**PROVIDED TEXT:**
How Respiration connects across the course

Net Primary Productivity (NPP) (Unit 1)

NPP is what's left after producers pay their own energy bill. Respiration is that bill. The equation NPP = GPP - respiration is the single most important relationship to lock in, because respiration is the only thing standing between gross and net.

Gross Primary Productivity (GPP) (Unit 1)

GPP is the total energy producers capture through photosynthesis before any of it gets used up. Think of GPP as your gross paycheck and respiration as taxes; NPP is your take-home pay.

Aerobic Respiration (Unit 1)

Aerobic respiration is the specific oxygen-using version of the process that powers most organisms. It's the cellular machinery behind the energy loss that the productivity equation accounts for.

Compensation Point (Unit 1)

In aquatic systems, the compensation point is the depth where photosynthesis exactly equals respiration. Above it, producers gain energy; below it, respiration outpaces photosynthesis and they can't survive long-term.

Is Respiration on the AP Environmental Science exam?

Expect respiration to show up inside productivity math, not as a standalone vocab question. A classic MCQ gives you GPP and respiration and asks for NPP. For example, a forest absorbs 1000 g C/m²/year through photosynthesis and uses 400 g C/m²/year for respiration, so NPP = 1000 - 400 = 600 g C/m²/year. Other stems test conceptual reasoning: if two plots have identical GPP but one has higher NPP, the lower-NPP plot is losing more energy to respiration. You may also see the compensation point in aquatic systems, where photosynthesis equals respiration at a certain depth. On FRQs, you'd use respiration to explain or calculate energy storage and energy flow up a food chain.

**SET OF TASKS:**
(1) Echo the respiration passage word for word, everything from "How Respiration connects" down to "gross and net.".
(2) Using the respiration passage, answer yes or no to each statement below and quote the words from the passage that settle it. (a) The compensation point is the depth where photosynthesis equals respiration. (b) Respiration is expected to appear mainly as a standalone vocab question. (c) In the forest example, NPP comes to 600 g C/m²/year.

Data records
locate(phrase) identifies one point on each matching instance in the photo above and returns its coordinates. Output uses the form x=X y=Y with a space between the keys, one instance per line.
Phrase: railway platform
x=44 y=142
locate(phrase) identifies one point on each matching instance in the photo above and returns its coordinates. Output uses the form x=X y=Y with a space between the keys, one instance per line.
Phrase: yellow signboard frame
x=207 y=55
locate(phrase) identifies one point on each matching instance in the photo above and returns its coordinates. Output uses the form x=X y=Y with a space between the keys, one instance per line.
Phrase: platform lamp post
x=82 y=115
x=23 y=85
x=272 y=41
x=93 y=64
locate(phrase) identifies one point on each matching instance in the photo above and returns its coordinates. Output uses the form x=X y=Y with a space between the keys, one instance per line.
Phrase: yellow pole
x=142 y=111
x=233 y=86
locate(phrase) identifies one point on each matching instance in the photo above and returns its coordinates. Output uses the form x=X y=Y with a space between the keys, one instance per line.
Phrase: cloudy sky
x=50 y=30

**TASK-BY-TASK OUTPUTS:**
(1)
How Respiration connects across the course

Net Primary Productivity (NPP) (Unit 1)

NPP is what's left after producers pay their own energy bill. Respiration is that bill. The equation NPP = GPP - respiration is the single most important relationship to lock in, because respiration is the only thing standing between gross and net.

(2)
(a) Yes: "the compensation point is the depth where photosynthesis exactly equals respiration"
(b) No: "Expect respiration to show up inside productivity math, not as a standalone vocab question."
(c) Yes: "so NPP = 1000 - 400 = 600 g C/m²/year"